THE PROBLEM: Extract all of the entries and give them again, word for word.

STORED ROWS:
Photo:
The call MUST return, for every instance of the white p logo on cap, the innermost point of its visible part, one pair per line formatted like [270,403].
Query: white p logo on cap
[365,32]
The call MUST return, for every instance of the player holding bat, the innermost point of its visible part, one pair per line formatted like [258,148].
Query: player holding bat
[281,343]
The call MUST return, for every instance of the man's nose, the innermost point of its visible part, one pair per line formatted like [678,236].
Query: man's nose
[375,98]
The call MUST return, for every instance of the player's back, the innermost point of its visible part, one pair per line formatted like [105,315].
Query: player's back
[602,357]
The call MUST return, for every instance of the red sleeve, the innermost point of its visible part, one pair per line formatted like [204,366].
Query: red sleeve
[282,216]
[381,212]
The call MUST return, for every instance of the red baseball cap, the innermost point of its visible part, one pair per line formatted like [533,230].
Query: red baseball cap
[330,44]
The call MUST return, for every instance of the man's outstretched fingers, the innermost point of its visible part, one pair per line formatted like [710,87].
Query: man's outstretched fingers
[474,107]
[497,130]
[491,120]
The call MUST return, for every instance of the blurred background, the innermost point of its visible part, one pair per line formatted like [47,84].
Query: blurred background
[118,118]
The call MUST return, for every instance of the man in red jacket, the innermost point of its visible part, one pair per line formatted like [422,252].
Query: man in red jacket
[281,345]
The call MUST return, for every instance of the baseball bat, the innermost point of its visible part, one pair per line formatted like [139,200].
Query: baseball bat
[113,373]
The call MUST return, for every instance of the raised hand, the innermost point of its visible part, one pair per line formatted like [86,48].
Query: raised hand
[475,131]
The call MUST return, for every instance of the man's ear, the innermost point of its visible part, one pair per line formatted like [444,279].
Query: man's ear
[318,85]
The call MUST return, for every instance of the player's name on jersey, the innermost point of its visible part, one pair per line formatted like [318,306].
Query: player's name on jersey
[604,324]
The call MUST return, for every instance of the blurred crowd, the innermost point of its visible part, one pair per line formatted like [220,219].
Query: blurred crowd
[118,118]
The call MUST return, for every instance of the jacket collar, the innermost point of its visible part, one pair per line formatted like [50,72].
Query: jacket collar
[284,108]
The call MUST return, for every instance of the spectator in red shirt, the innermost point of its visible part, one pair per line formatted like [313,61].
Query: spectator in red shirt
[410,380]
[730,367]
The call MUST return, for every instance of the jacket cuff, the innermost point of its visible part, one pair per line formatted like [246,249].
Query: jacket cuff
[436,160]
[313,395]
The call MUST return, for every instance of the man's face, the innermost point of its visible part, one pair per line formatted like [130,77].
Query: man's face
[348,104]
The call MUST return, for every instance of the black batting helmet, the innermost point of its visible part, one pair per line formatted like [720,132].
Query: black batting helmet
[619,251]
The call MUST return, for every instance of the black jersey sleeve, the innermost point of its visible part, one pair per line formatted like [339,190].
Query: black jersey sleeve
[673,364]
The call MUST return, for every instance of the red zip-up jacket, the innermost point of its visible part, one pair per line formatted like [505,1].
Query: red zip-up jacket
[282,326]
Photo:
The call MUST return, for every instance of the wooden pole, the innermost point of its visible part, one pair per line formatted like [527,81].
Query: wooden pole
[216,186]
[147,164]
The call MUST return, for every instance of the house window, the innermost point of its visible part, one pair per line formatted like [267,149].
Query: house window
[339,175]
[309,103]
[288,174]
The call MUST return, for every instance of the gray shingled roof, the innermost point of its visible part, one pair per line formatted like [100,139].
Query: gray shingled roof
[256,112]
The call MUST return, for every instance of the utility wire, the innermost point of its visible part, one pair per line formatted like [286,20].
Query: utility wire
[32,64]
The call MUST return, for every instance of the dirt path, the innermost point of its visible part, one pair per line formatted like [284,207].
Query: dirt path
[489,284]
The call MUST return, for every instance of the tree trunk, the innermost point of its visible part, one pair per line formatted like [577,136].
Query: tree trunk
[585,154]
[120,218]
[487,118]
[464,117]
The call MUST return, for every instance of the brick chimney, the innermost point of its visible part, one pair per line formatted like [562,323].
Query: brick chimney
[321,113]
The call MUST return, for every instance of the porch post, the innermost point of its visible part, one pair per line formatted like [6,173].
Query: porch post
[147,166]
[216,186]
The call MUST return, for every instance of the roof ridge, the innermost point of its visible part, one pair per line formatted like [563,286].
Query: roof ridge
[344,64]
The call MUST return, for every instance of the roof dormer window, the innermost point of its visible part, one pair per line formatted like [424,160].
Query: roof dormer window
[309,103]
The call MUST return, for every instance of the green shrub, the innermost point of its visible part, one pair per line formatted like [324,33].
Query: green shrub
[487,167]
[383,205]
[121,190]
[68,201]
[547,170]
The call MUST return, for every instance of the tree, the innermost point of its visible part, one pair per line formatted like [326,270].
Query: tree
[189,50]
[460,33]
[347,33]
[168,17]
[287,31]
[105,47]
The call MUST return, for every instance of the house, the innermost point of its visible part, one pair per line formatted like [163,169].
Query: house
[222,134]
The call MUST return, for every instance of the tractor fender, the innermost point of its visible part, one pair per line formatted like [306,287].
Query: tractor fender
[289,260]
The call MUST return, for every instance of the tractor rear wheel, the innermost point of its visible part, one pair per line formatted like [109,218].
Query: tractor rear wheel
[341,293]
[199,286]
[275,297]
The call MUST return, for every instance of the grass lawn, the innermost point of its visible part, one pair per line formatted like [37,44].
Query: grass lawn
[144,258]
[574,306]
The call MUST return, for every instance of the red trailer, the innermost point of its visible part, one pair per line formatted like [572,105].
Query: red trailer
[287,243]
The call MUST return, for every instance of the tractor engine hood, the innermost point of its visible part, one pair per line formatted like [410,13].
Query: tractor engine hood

WRITTEN SOLUTION:
Photo:
The call MUST return, for every instance of the white p logo on cap, the innermost point of its visible part, one pair per line formatted like [270,403].
Query: white p logo on cap
[365,32]
The call MUST return, for every instance of the player holding bat, the innermost point of its visible part, one pair per line formatted like [258,148].
Query: player holding bat
[281,343]
The call MUST return, for every instance of the man's nose, the innermost point of its visible part, one pair per line formatted like [678,236].
Query: man's nose
[375,98]
The call MUST return, for every instance of the player's back, the innermost point of its visible part, one pair per line formatted like [105,315].
Query: player's back
[602,357]
The call MUST return, for every instance of the red sleeve, the innermost point of its visible part, one pair per line formatted like [204,366].
Query: red sleeve
[282,216]
[381,212]
The call MUST return, for every instance of the red baseball cap, the innermost point of its visible part, one pair per line formatted like [533,230].
Query: red baseball cap
[330,44]
The call MUST return, for every instance of the man's outstretched fingers, the innermost point of its visible part, one pair per line formatted like [710,87].
Query: man's outstretched fingers
[474,107]
[497,130]
[491,120]
The call MUST return, for every instance of the blurred background, the innermost point of its visible part, one pair per line formatted like [47,84].
Query: blurred background
[118,118]
The call MUST return, for every instance of the man in red jacket, the innermost point of its visible part, one pair per line formatted like [422,252].
Query: man in red jacket
[281,345]
The call MUST return, for every instance of the baseball bat, the innermost point of its visible part, one pair per line formatted like [139,200].
Query: baseball bat
[113,373]
The call MUST return, for every instance of the raised hand, the innermost point of its visible part, one pair per line formatted like [86,48].
Query: raised hand
[475,131]
The call MUST return, for every instance of the man's ear, the innermost point of its visible part, one pair per line formatted like [444,279].
Query: man's ear
[318,85]
The call MUST return, for every instance of the player's name on jersey, the innermost point of its visible part, one pair per line formatted like [318,306].
Query: player's name on jersey
[604,324]
The call MUST return, for every instance of the blurred crowd, the innermost point of its visible part, one pair per line formatted like [220,219].
Query: blurred crowd
[118,118]
The call MUST return, for every instance of the jacket collar, the innermost point of its visible part, one pair per line formatted like [50,72].
Query: jacket collar
[284,108]
The call MUST return, for every instance of the spectator in red shirt, the innermost point of its visible part, one pair per line formatted like [313,61].
Query: spectator in red shirt
[410,380]
[730,367]
The call MUST return, for every instance of the jacket cuff, the innermost point of its visible part, one pair per line formatted like [246,249].
Query: jacket cuff
[436,160]
[313,395]
The call MUST return, for every instance of the man's face, the innermost point of its visible part, one pair per line formatted like [130,77].
Query: man's face
[348,104]
The call MUST return, for every instance of the black batting helmet, the innermost point of its visible part, one pair per line formatted like [720,132].
Query: black batting helmet
[619,251]
The call MUST return, for every instance of the black jersey sleeve, the innermost point of its visible part, one pair per line formatted like [339,190].
Query: black jersey sleeve
[673,364]
The call MUST return, for every instance of the red zip-up jacket, the innermost point of its visible part, one pair per line formatted like [505,1].
Query: red zip-up jacket
[282,326]
Photo:
The call MUST return, for every instance of the wooden pole, the innermost point of its visible part, one pair per line formatted like [527,81].
Query: wooden pole
[216,186]
[147,164]
The call MUST return, for every instance of the house window, the innermost point of its visible part, one pair per line formatted like [267,149].
Query: house window
[339,175]
[309,103]
[288,174]
The call MUST return, for every instance of the gray shingled roof, the innermost point of its visible part, one pair per line formatted like [100,139].
Query: gray shingled roof
[256,112]
The call MUST return, for every instance of the utility wire, the innermost point of its visible part, one pair per line formatted like [286,20].
Query: utility wire
[32,64]
The call MUST return, for every instance of the dirt path, the innermost point of its visible part, one pair per line formatted like [284,207].
Query: dirt path
[489,284]
The call MUST return, for every instance of the tree trunk, the innermost point of its visible part, one pair per line formatted like [577,136].
Query: tree trunk
[585,154]
[120,218]
[487,118]
[464,117]
The call MUST return, for every instance of the brick chimney, the innermost point of its visible part, one pair per line formatted like [562,323].
Query: brick chimney
[321,113]
The call MUST return, for every instance of the porch post, the innermost point of its visible part, one pair per line formatted like [6,173].
Query: porch post
[147,166]
[216,186]
The call MUST return, for every instance of the roof ridge, the innermost point of its visible part, one pair per line formatted like [563,286].
Query: roof ridge
[344,64]
The call MUST return, for every instance of the roof dormer window, the innermost point of its visible part, one pair per line formatted like [424,160].
Query: roof dormer window
[309,103]
The call MUST return, for every instance of the green shrub, the innermost point of its visible part, one pair per line formatted like [324,33].
Query: green shrub
[487,167]
[383,205]
[121,190]
[68,201]
[547,170]
The call MUST return, for every instance of the tree, the innermost point of its visible part, one pair per line formatted like [326,270].
Query: tree
[189,50]
[460,33]
[347,33]
[168,17]
[287,31]
[105,47]
The call MUST return, for every instance of the house, the innermost point of its visible part, one pair per line formatted like [163,169].
Query: house
[222,134]
The call MUST return, for every instance of the tractor fender, the innermost point of its visible part, one pair per line formatted like [306,287].
Query: tractor fender
[289,260]
The call MUST return, for every instance of the tractor rear wheel, the innermost point of its visible part, one pair per line formatted like [109,218].
Query: tractor rear wheel
[341,293]
[199,286]
[275,297]
The call MUST return, for every instance of the grass lawn, the innermost point of its visible part, one pair per line formatted like [37,44].
Query: grass lawn
[144,258]
[574,306]
The call MUST return, for every instance of the red trailer, the innermost point of its visible part, one pair per line formatted like [572,105].
Query: red trailer
[287,243]
The call MUST return, for every instance of the tractor engine hood, the innermost point of its visible part, one pair per line formatted like [410,13].
Query: tractor engine hood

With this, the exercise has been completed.